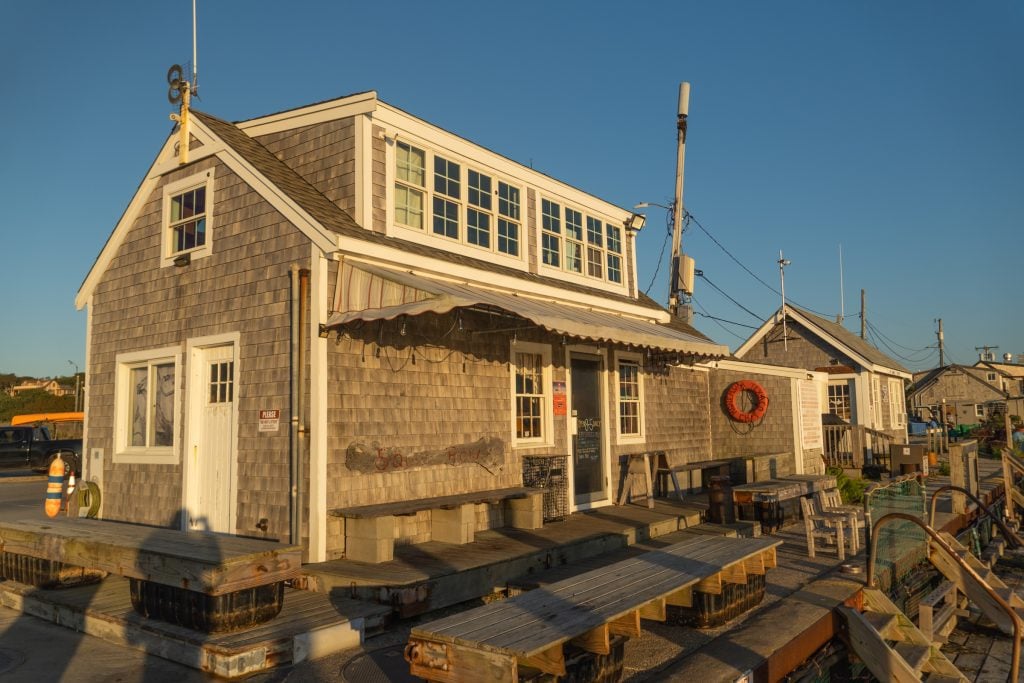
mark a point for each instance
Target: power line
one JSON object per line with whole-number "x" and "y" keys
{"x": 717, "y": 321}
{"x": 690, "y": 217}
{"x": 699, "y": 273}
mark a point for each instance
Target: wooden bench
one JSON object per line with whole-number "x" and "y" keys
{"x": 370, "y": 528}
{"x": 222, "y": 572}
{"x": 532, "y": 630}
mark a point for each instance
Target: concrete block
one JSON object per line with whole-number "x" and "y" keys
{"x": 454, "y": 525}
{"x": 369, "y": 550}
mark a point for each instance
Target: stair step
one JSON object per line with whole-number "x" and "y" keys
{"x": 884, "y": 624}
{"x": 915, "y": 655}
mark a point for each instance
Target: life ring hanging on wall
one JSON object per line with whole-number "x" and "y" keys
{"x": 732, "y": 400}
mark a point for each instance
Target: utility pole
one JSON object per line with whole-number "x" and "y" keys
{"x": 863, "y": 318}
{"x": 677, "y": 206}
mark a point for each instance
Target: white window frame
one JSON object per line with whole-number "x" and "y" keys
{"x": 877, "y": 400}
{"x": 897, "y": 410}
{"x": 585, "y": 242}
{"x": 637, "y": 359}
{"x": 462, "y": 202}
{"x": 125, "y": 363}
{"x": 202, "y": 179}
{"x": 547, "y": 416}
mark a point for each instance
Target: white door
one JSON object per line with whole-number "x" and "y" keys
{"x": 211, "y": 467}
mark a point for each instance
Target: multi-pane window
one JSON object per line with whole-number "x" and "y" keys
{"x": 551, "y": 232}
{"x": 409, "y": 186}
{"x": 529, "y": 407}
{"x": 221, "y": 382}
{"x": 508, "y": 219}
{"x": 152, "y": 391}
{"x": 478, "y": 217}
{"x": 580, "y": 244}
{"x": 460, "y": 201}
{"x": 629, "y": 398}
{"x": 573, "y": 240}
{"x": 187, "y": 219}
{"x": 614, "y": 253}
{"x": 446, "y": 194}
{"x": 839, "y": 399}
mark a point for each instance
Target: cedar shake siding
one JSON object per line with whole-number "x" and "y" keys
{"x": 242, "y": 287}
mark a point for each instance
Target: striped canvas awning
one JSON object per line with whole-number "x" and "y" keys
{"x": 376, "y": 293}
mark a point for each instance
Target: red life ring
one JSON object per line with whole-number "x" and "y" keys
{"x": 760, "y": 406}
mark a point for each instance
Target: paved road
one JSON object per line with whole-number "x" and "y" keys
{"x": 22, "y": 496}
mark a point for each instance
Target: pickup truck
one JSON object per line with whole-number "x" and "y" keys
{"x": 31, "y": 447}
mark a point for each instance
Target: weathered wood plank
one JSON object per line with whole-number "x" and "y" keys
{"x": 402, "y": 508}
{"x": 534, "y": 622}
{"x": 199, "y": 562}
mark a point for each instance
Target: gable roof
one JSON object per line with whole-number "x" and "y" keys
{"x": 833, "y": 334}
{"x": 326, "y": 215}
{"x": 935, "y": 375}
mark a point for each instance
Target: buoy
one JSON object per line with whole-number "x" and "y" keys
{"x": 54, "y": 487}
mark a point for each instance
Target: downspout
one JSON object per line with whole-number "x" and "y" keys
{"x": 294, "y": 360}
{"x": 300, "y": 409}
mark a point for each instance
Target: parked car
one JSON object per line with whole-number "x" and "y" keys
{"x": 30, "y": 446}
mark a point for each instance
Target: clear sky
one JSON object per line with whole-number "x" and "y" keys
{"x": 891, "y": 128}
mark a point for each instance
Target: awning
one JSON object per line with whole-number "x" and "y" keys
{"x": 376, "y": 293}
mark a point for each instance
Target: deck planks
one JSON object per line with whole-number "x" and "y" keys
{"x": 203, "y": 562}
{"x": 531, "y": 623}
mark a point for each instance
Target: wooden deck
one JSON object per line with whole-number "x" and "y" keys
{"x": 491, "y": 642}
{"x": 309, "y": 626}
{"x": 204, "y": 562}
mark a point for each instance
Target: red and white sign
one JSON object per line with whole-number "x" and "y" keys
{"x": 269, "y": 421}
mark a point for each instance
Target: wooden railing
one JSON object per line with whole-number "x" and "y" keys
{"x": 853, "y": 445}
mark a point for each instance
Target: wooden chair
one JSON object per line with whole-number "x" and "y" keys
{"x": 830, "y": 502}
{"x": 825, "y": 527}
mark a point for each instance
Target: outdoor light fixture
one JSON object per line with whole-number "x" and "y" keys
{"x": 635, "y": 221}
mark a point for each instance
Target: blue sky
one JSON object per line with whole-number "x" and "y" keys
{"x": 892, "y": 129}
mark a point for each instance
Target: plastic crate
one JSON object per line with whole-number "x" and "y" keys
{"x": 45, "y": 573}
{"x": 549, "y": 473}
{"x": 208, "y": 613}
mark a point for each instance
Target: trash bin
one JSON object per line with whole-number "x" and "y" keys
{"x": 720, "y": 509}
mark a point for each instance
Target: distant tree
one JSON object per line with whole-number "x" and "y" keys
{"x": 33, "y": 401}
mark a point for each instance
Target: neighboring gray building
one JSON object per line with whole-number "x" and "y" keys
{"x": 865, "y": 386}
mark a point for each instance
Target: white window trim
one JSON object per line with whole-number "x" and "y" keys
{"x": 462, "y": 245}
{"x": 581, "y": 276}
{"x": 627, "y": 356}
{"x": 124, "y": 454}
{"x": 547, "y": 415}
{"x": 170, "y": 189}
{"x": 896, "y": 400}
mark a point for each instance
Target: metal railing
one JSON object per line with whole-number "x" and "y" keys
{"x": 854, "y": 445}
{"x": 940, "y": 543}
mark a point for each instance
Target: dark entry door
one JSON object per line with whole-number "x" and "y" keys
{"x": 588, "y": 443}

* * *

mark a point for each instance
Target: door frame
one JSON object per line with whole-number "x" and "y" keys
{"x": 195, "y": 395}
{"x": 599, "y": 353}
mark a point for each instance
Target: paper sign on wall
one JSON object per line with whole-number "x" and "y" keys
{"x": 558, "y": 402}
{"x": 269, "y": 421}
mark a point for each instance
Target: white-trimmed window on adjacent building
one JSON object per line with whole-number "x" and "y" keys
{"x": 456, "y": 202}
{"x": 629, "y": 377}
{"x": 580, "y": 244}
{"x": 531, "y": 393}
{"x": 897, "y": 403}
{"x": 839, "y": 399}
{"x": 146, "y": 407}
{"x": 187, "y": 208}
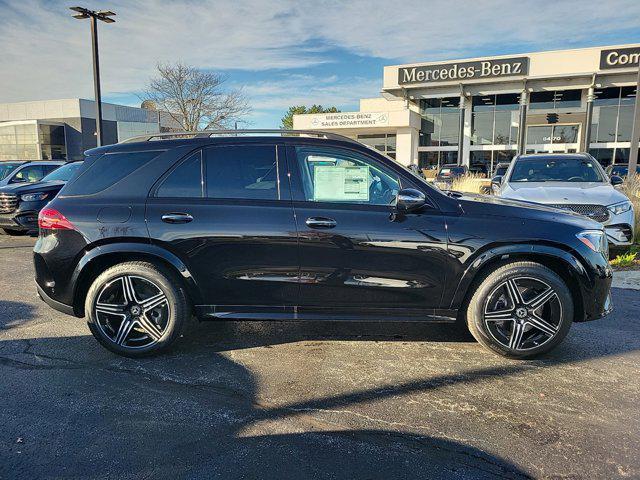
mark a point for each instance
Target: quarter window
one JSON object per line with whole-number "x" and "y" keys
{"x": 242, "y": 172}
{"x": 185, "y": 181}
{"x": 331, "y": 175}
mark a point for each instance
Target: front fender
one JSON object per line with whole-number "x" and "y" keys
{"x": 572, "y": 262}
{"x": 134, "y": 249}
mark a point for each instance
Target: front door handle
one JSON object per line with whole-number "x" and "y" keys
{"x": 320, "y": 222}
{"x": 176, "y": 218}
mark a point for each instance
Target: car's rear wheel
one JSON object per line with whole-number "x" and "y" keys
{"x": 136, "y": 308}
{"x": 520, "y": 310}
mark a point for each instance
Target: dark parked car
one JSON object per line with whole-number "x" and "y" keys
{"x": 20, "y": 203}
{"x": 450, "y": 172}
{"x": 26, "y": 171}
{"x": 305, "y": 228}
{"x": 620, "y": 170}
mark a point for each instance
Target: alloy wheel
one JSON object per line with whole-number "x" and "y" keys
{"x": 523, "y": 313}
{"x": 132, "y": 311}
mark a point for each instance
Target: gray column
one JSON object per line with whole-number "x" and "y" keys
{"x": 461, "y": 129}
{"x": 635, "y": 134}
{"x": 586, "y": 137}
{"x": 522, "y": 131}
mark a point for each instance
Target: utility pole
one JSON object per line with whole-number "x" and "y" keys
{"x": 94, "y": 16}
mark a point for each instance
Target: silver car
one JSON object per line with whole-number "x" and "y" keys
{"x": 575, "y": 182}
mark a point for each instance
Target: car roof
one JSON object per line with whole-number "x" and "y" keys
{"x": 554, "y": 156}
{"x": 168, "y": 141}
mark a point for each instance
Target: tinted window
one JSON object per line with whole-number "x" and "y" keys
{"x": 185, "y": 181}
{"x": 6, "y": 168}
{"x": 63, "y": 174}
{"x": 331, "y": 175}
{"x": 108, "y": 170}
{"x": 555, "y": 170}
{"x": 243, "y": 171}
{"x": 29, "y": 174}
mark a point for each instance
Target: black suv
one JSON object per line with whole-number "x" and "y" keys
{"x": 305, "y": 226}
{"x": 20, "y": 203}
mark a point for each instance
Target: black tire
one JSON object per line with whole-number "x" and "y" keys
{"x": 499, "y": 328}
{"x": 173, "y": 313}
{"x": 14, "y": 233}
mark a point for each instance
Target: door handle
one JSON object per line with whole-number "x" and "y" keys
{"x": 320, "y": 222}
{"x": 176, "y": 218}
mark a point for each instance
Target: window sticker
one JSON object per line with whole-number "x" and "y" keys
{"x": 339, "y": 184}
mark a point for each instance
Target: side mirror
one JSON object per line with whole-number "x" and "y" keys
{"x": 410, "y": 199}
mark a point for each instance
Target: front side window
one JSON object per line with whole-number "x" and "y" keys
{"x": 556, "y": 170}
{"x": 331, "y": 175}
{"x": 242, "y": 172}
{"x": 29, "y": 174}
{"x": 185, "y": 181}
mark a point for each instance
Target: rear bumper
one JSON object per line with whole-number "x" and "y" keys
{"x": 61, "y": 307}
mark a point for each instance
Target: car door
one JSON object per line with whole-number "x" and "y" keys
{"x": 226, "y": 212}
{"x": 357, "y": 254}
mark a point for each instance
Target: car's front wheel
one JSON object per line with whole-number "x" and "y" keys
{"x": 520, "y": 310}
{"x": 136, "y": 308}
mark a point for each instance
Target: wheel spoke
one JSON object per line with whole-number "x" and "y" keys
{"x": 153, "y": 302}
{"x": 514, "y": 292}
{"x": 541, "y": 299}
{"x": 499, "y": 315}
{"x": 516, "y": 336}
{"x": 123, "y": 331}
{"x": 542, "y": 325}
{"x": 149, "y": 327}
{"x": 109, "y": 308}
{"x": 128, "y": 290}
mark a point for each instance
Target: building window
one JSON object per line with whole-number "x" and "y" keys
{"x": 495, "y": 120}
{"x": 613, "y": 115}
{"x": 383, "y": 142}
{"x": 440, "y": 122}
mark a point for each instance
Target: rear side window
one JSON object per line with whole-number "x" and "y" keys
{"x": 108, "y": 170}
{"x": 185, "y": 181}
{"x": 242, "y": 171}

---

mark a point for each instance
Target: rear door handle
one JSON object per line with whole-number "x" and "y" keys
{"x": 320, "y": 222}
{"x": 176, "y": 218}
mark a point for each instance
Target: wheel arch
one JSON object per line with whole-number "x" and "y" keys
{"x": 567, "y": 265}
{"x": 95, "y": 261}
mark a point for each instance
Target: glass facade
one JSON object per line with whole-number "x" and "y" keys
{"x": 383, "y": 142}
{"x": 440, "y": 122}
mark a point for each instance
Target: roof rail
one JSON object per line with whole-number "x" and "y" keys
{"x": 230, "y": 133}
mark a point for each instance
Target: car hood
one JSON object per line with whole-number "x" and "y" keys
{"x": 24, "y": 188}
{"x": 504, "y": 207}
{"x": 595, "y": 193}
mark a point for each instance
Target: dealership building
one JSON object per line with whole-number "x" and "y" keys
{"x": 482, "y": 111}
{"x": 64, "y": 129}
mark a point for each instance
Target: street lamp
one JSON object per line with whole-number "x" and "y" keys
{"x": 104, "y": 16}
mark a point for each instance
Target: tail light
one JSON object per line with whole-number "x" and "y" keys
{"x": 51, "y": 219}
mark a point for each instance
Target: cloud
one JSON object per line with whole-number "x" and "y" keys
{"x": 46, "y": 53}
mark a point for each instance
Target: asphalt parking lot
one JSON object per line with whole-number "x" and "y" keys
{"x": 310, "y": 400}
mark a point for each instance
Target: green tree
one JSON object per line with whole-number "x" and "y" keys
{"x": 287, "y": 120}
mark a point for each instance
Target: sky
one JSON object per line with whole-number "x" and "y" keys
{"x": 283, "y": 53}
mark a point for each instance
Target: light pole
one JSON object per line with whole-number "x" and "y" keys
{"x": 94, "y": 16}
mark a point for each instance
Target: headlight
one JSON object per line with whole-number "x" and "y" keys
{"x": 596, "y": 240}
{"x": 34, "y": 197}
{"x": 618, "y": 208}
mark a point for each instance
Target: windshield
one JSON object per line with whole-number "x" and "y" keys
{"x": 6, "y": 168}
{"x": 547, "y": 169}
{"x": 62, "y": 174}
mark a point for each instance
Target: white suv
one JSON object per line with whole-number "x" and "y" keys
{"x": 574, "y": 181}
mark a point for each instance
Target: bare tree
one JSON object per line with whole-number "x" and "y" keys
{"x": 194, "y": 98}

» **Work required**
Pick every line from the listing holding the string "dark", and copy it.

» **Completed task**
Target: dark entry door
Target: dark parked car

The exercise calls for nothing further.